** PROBLEM DETAILS **
Within the material below, transcribe exactly the lines from the one holding "Where can the combat boot be seen here?" through the one holding "Target: burned building", keeping both ends and skipping the rest.

↓

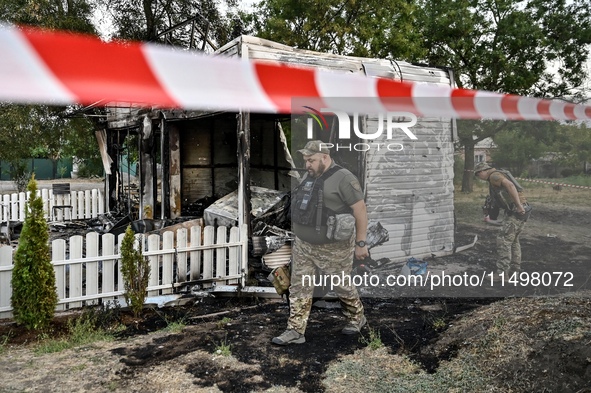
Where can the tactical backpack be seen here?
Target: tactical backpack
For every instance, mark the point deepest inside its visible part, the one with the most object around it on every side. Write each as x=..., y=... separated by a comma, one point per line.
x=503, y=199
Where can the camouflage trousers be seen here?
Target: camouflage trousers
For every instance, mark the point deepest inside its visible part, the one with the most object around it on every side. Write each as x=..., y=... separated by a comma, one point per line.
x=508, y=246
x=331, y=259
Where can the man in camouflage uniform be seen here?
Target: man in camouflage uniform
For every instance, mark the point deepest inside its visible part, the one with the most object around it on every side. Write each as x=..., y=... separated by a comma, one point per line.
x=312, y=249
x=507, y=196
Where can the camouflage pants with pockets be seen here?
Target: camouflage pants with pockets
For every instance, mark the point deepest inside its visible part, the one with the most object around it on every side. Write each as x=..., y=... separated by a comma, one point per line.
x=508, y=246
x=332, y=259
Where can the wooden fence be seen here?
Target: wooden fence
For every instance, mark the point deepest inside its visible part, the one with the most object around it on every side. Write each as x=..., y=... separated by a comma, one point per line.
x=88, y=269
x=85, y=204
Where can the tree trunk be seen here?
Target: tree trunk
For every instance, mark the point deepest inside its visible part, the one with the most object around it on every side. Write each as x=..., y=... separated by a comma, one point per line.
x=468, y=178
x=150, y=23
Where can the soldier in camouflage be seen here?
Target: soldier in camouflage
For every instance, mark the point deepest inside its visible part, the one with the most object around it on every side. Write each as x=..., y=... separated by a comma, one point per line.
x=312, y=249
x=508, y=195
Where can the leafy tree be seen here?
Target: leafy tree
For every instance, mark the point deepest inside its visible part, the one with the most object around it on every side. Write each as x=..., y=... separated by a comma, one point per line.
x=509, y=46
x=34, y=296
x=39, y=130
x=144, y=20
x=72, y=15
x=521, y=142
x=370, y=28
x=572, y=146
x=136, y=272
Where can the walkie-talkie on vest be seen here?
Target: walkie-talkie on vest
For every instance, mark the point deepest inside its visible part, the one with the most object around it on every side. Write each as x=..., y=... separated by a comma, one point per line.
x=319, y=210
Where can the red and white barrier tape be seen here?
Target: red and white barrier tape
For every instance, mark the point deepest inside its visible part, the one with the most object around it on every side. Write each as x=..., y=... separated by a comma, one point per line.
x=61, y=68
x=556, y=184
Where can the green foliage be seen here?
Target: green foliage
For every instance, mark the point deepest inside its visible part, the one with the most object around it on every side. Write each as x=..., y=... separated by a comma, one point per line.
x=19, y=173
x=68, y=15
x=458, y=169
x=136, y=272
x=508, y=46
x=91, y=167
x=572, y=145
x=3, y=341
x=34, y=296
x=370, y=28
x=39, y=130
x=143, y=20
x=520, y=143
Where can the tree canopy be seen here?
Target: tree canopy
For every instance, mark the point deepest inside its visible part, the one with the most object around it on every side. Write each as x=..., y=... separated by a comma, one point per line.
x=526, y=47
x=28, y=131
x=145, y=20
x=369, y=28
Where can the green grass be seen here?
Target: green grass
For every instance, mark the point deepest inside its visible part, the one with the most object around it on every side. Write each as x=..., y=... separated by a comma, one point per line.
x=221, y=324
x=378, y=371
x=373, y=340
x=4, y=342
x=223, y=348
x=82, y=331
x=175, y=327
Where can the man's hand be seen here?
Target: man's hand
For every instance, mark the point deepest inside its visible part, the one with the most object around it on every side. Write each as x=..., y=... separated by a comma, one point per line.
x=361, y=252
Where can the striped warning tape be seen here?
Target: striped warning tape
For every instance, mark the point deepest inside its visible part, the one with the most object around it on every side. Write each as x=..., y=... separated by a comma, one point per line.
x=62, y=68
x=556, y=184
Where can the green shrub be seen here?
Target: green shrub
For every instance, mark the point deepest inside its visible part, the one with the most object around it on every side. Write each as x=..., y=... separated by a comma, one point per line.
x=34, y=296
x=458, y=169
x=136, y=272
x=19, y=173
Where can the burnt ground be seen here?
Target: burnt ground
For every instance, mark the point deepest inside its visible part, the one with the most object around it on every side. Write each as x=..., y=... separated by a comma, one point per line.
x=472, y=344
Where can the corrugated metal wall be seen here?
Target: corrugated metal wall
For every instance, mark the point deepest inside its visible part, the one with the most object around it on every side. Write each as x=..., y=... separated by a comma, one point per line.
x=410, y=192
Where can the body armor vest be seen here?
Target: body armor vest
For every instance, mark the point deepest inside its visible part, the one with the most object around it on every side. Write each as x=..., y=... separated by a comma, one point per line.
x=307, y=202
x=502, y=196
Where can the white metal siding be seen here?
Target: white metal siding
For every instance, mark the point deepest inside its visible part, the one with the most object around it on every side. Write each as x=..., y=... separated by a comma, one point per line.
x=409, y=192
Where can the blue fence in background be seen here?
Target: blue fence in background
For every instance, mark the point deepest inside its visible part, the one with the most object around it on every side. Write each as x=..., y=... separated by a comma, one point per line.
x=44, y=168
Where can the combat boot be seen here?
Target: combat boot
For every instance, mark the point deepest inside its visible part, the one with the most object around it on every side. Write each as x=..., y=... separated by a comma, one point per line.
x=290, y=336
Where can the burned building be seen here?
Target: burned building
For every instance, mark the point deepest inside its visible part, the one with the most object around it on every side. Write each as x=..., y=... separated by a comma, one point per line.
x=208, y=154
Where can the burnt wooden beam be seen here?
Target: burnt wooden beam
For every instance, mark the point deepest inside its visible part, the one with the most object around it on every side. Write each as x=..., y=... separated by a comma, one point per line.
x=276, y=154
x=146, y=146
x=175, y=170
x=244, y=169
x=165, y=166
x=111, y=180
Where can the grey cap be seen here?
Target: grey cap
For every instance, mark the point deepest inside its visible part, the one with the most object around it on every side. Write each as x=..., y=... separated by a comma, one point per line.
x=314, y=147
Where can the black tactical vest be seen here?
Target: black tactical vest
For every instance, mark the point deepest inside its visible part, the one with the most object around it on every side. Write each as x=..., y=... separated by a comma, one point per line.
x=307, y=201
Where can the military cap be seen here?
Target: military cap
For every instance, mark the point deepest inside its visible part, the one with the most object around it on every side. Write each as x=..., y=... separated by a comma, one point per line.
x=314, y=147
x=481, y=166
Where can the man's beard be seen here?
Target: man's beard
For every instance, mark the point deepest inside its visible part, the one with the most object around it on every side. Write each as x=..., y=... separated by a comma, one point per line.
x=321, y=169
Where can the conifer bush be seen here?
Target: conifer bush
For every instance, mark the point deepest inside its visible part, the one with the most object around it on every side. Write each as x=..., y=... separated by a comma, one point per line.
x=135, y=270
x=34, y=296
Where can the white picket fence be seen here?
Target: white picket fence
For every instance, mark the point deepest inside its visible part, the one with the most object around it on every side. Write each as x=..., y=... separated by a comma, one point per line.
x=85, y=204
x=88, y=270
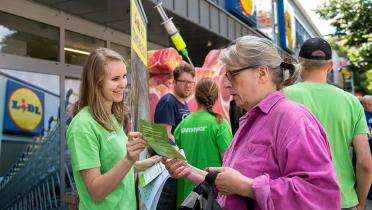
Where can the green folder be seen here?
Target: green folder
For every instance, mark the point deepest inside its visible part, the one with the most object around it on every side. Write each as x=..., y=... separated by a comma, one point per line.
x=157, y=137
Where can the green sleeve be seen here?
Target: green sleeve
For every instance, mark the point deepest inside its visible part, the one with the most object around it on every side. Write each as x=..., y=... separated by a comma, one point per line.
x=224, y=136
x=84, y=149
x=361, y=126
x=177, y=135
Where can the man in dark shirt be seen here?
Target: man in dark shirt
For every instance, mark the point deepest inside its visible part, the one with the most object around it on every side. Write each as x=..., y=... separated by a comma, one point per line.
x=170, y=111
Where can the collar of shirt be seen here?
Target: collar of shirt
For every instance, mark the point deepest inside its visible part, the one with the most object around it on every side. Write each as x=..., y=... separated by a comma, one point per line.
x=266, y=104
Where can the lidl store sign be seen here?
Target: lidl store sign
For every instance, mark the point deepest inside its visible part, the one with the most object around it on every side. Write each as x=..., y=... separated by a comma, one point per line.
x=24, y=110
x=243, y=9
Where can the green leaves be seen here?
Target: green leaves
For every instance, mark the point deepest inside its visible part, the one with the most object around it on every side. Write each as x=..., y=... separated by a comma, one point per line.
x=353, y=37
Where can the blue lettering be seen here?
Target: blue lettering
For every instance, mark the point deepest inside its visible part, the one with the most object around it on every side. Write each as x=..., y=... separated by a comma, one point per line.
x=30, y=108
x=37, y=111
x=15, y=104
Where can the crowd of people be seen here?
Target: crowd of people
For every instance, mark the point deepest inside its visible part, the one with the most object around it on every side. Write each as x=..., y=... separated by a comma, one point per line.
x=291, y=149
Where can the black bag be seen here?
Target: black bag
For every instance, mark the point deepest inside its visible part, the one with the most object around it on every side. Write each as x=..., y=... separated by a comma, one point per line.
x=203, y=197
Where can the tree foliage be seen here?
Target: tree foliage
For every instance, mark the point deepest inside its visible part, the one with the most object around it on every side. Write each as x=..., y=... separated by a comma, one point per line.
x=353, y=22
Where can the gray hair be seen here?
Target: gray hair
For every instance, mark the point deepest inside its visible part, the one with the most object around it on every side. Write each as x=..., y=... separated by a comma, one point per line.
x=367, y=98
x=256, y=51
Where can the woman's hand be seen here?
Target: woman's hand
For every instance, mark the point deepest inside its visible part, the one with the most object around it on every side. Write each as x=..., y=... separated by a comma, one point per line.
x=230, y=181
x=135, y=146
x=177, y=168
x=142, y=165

↑

** TASK OUTPUT **
Where can the combat boot be seen here?
Target: combat boot
For every instance, mark the point deepest inside its visible part, the one with the most object around it on every side. Write each as x=..., y=... separated by a comma, one point per line.
x=290, y=336
Where can the burned building be seen here?
Target: burned building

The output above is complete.